▼

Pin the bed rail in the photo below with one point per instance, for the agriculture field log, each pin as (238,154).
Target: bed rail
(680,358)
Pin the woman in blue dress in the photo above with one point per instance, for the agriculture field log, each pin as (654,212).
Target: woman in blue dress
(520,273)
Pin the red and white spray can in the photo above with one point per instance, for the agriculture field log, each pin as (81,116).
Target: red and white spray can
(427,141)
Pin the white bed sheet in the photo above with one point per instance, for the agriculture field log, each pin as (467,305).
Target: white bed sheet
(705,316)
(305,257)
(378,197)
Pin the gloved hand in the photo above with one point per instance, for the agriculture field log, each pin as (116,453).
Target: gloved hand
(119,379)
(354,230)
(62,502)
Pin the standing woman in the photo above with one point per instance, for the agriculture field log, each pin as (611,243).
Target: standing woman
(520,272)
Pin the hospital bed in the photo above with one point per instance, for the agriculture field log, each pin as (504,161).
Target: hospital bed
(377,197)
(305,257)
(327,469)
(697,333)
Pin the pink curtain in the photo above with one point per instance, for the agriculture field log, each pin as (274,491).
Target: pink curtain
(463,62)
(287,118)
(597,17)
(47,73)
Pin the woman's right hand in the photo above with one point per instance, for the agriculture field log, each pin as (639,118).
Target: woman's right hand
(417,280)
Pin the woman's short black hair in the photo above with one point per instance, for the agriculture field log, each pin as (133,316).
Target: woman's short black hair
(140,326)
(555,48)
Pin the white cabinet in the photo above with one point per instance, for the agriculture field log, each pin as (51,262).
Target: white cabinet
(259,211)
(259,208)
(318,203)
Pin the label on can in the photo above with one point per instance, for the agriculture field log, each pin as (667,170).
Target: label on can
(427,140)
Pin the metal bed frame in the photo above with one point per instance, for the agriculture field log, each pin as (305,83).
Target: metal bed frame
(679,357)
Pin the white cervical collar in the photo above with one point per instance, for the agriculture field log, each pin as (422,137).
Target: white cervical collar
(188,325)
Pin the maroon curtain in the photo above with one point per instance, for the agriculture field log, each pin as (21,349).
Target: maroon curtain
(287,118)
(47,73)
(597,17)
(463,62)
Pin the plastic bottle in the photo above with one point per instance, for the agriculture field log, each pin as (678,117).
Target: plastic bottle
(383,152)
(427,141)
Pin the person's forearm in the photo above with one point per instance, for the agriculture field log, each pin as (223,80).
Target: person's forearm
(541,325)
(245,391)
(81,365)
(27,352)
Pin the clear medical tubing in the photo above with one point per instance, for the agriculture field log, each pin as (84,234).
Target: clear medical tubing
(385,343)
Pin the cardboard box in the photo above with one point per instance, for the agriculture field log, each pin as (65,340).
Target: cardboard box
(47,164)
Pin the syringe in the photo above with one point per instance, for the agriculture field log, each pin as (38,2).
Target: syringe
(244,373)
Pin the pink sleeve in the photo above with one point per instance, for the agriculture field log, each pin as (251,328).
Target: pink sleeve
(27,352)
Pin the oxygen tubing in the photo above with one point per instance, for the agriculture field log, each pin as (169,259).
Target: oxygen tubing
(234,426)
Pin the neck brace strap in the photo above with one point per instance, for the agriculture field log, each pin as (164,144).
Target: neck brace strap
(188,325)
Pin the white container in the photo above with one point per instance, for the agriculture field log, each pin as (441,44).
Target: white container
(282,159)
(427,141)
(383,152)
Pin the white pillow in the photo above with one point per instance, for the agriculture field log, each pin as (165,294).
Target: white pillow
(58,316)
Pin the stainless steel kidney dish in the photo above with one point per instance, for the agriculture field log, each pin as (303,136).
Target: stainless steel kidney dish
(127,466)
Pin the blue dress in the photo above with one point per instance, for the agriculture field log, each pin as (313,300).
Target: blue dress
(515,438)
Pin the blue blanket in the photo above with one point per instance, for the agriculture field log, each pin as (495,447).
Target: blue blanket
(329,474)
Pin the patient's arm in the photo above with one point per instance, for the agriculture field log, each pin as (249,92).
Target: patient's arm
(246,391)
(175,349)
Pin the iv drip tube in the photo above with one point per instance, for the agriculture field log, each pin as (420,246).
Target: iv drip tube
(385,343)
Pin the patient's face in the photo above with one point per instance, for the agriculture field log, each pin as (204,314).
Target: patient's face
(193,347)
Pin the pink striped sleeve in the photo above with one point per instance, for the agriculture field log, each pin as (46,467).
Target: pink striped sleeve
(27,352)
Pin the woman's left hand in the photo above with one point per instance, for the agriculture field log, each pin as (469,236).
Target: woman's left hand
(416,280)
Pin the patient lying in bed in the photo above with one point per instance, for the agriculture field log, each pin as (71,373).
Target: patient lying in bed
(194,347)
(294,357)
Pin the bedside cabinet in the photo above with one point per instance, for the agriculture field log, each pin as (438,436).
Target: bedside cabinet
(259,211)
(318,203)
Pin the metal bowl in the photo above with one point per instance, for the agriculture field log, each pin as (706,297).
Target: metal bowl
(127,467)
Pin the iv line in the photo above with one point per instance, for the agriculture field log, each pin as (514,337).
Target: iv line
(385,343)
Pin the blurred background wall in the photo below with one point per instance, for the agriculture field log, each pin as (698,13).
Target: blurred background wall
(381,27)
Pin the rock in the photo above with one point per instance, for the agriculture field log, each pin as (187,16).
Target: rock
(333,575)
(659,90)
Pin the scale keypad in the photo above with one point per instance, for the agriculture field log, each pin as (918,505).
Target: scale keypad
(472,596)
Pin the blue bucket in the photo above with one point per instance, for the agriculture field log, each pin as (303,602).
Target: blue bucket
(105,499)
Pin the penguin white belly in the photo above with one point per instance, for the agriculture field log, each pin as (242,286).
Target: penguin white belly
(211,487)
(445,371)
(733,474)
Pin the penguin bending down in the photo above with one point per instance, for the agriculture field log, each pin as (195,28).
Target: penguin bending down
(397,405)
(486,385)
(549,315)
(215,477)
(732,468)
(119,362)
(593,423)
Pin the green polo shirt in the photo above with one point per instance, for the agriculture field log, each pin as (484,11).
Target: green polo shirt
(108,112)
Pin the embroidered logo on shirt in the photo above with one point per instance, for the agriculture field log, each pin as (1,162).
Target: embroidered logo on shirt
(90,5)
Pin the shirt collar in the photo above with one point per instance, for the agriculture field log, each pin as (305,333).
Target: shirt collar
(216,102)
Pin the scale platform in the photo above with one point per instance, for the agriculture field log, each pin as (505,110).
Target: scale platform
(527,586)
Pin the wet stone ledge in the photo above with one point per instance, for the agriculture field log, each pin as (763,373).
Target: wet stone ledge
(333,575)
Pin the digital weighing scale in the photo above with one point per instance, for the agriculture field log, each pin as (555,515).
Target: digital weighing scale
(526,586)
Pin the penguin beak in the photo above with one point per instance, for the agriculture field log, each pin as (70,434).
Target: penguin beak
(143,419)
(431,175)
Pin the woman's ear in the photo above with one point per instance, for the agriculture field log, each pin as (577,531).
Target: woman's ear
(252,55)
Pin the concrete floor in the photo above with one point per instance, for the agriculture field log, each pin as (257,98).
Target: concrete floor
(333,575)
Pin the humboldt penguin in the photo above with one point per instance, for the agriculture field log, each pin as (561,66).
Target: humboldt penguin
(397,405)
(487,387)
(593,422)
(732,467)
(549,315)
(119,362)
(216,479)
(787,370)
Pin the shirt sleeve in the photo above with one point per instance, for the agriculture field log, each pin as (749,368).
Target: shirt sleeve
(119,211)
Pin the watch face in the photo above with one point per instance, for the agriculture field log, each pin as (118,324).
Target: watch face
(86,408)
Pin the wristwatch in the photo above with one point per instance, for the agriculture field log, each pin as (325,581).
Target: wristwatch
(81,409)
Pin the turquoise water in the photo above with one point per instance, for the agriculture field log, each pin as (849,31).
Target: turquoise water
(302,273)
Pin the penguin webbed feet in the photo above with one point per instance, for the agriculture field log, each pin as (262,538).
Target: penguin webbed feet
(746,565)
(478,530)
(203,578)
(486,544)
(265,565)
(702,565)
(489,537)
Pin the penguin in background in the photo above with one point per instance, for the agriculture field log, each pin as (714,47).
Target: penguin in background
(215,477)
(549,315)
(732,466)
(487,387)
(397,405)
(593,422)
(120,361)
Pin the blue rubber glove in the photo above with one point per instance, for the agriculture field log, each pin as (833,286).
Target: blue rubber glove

▲

◆ Instructions for the task
Give again only the lines starting at the one that contains "Pin the penguin webbed" and running to the end of the data.

◆ Output of the task
Pin the penguin webbed feet in the photo above with one point per instance, for the agriculture field log, each pin as (262,538).
Target: penguin webbed feet
(746,565)
(478,530)
(203,578)
(486,544)
(265,565)
(702,565)
(489,537)
Pin the penguin in background in the photo above with one point per instance, for the agriculture field log, each pin as (714,47).
Target: penguin in background
(215,477)
(549,315)
(732,466)
(487,387)
(397,405)
(593,422)
(120,361)
Pin the blue rubber glove in the photo above with one point per instance, for the agriculture field log, each pin as (833,286).
Target: blue rubber glove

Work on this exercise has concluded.